— TASK ITEM —
An exact transcription of the data below is needed.

— Referring expression data —

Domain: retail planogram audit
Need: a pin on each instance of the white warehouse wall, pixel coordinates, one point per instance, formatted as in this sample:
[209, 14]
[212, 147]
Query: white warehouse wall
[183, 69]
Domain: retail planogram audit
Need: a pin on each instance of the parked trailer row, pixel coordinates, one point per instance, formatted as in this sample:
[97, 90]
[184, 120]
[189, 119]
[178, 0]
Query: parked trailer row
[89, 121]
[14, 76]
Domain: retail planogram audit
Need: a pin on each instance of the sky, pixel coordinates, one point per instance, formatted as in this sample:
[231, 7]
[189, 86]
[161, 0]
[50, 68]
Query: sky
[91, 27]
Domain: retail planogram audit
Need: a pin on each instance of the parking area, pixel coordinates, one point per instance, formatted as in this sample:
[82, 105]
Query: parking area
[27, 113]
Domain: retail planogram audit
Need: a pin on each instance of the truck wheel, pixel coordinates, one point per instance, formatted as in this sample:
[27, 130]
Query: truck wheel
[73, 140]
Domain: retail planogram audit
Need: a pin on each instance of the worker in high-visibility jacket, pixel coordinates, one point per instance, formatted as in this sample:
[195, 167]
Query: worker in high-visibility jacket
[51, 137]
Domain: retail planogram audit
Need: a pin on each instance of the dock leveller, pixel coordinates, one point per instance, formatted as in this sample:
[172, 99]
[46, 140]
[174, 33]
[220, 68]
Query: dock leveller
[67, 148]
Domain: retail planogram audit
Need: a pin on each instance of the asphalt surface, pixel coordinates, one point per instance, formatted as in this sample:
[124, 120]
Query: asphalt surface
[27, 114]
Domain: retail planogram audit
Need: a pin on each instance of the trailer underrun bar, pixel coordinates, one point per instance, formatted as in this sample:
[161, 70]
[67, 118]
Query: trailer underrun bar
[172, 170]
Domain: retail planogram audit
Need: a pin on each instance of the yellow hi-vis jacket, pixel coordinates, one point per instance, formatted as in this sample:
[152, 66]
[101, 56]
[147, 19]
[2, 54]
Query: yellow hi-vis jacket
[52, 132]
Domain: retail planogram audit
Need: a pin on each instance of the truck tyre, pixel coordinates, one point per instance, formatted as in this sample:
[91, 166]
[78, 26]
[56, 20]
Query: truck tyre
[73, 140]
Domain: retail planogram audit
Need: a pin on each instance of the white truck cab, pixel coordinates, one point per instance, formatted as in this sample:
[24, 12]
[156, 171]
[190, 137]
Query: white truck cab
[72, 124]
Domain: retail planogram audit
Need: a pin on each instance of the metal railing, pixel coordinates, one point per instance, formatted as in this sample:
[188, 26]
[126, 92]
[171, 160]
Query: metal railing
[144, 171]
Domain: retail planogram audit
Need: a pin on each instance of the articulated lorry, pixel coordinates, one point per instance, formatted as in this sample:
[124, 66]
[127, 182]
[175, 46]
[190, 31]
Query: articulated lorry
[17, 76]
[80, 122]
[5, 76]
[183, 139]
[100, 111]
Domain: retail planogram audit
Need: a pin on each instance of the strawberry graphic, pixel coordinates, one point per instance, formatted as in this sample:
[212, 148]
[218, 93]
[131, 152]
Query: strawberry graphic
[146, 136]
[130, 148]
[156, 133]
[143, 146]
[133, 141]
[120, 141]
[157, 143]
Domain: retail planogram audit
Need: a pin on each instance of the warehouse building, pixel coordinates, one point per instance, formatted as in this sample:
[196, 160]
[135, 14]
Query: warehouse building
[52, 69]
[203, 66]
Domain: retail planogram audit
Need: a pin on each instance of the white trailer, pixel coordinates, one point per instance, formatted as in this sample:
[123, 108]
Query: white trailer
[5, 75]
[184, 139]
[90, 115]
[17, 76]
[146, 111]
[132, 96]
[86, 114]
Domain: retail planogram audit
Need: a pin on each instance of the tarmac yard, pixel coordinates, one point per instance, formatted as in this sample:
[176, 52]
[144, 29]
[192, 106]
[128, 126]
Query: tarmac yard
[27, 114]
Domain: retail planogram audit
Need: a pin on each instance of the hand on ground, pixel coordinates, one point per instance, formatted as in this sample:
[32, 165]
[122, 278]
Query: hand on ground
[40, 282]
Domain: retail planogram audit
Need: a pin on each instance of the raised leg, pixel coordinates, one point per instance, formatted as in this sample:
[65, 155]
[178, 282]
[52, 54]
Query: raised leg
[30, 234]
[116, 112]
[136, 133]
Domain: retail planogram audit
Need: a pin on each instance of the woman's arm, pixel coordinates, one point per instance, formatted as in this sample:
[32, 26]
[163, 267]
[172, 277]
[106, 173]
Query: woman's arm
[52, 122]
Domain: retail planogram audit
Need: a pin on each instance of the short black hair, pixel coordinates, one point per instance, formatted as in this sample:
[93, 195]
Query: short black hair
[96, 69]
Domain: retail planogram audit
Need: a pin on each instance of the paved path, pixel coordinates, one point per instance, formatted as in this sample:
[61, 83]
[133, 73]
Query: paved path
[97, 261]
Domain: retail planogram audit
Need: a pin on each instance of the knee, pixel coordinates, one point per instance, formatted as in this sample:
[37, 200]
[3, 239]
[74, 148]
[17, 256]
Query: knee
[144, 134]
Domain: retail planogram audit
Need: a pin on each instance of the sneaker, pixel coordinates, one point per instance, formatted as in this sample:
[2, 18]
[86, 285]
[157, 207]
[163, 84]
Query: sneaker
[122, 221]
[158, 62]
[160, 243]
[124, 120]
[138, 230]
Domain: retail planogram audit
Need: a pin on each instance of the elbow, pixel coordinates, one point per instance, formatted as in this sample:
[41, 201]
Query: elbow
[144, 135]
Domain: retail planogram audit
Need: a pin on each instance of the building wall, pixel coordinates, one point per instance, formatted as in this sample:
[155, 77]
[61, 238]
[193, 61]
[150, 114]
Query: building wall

— OUTPUT FOR THIS TASK —
Domain: retail planogram audit
Need: a pin on each instance of the white warehouse wall, pixel coordinates, one point per instance, formatted as in this sample:
[209, 14]
[212, 147]
Query: white warehouse wall
[183, 69]
Domain: retail planogram audit
Need: a pin on each instance of the parked trailer row, pixel coordinates, one point per instance, formatted as in this sample:
[97, 90]
[184, 120]
[189, 119]
[178, 0]
Query: parked trailer row
[89, 121]
[14, 76]
Domain: retail planogram audit
Need: a pin on each instance of the sky, pixel coordinates, one point per instance, formatted as in this sample:
[231, 7]
[189, 86]
[161, 0]
[50, 68]
Query: sky
[91, 27]
Domain: retail planogram audit
Need: a pin on each instance of the parking area, pixel coordinates, one point per instance, formatted as in this sample:
[82, 105]
Query: parking area
[27, 113]
Domain: retail planogram audit
Need: a pin on each instance of the truck wheel, pixel coordinates, one point per instance, formatted as in this sample:
[27, 130]
Query: truck wheel
[73, 140]
Domain: retail planogram audit
Need: a pin on each instance of the worker in high-visibility jacket, pixel coordinates, one point per instance, formatted as in this sample:
[195, 167]
Query: worker in high-visibility jacket
[51, 137]
Domain: retail planogram audit
Need: a pin on each instance of the dock leveller, pixel coordinates, one point per instance, formatted as in this sample:
[172, 99]
[46, 140]
[174, 33]
[220, 68]
Query: dock leveller
[67, 148]
Domain: retail planogram audit
Need: a pin on each instance of the asphalt surface, pixel coordinates, one point per instance, formatted as in this sample:
[124, 120]
Query: asphalt surface
[27, 114]
Domain: retail planogram audit
Need: a pin on each instance of the trailer underrun bar, pixel coordinates, one point per instance, formatted as in this sample:
[161, 70]
[67, 118]
Query: trailer underrun bar
[172, 170]
Domain: retail planogram audit
Need: a pin on each instance of the yellow hi-vis jacket, pixel coordinates, one point per instance, formatted as in this sample:
[152, 66]
[101, 56]
[147, 19]
[2, 54]
Query: yellow hi-vis jacket
[52, 132]
Domain: retail planogram audit
Need: a pin on each instance of the truck tyre, pixel coordinates, one point per instance, formatted as in this sample:
[91, 166]
[78, 26]
[56, 20]
Query: truck tyre
[73, 140]
Domain: retail planogram audit
Need: a pin on each instance of the white truck cab, pixel coordinates, one point per instance, formatted as in this sample:
[24, 12]
[156, 171]
[190, 137]
Query: white truck cab
[72, 124]
Domain: retail planogram audit
Need: a pin on each instance of the metal railing, pixel coordinates, one point per instance, formatted as in this sample:
[188, 26]
[126, 92]
[171, 160]
Query: metal railing
[144, 171]
Domain: retail planogram audit
Need: a pin on each instance of the articulated lorry, pixel coordinates, one point per instance, formatted as in this sample:
[124, 66]
[127, 182]
[175, 46]
[190, 31]
Query: articulated lorry
[17, 76]
[80, 122]
[5, 76]
[183, 139]
[100, 111]
Domain: retail planogram audit
Need: a pin on each instance of the strawberry graphic, pixel coordinates, one point per instance, formatted as in this sample:
[212, 148]
[218, 93]
[131, 152]
Query: strawberry graphic
[146, 136]
[130, 148]
[156, 133]
[143, 146]
[133, 141]
[120, 141]
[157, 143]
Domain: retail planogram audit
Need: a pin on each instance of the warehouse building, pixel coordinates, one point per instance, formatted as in this sample:
[196, 160]
[135, 14]
Query: warehouse building
[52, 69]
[203, 66]
Domain: retail planogram audit
Need: a pin on each instance of the white trailer, pixel coordinates, one point per instance, formatted as in this sample:
[123, 108]
Query: white trailer
[5, 75]
[184, 139]
[90, 115]
[17, 76]
[146, 111]
[132, 96]
[86, 114]
Domain: retail planogram audit
Need: a pin on each instance of the tarmac yard, pixel coordinates, one point per instance, formatted as in this sample:
[176, 52]
[144, 29]
[192, 106]
[128, 126]
Query: tarmac yard
[27, 114]
Domain: retail planogram audit
Need: a pin on each instance of the hand on ground, pixel coordinates, one point per instance, formatted as in this sample:
[32, 165]
[122, 278]
Query: hand on ground
[40, 282]
Domain: retail planogram audit
Need: a pin on each instance of the raised leg, pixel coordinates, one point per instance, formatted as in this sample:
[65, 155]
[178, 282]
[52, 54]
Query: raised leg
[30, 234]
[116, 112]
[136, 133]
Domain: retail planogram audit
Need: a pin on each instance of the woman's arm, pixel coordinates, one point per instance, formatted as in this sample:
[32, 26]
[163, 267]
[172, 277]
[106, 173]
Query: woman's arm
[52, 122]
Domain: retail planogram audit
Need: a pin on each instance of the short black hair, pixel coordinates, one point per instance, formatted as in this sample:
[93, 195]
Query: short black hair
[96, 69]
Domain: retail planogram audit
Need: a pin on each instance of the paved path, pixel coordinates, one point per instance, formatted as in this sample:
[61, 83]
[133, 73]
Query: paved path
[97, 261]
Domain: retail planogram audit
Need: a pin on each instance of the knee, pixel coordinates, one point per instance, formatted as in this sample:
[37, 200]
[3, 239]
[74, 148]
[17, 256]
Query: knee
[144, 134]
Domain: retail planogram audit
Need: a pin on each instance of the sneaker, pixel coordinates, one point per instance, formatted as in this sample:
[2, 18]
[86, 285]
[157, 207]
[163, 84]
Query: sneaker
[122, 221]
[158, 62]
[160, 243]
[124, 120]
[138, 230]
Domain: retail planogram audit
Need: a pin on each instance of the elbow, pixel coordinates, one point per instance, formatted as in this sample:
[41, 201]
Query: elbow
[144, 135]
Domain: retail planogram audit
Need: a pin on each instance of the building wall, pixel coordinates, one point per instance, formatted as in this sample:
[155, 77]
[61, 238]
[193, 61]
[150, 114]
Query: building wall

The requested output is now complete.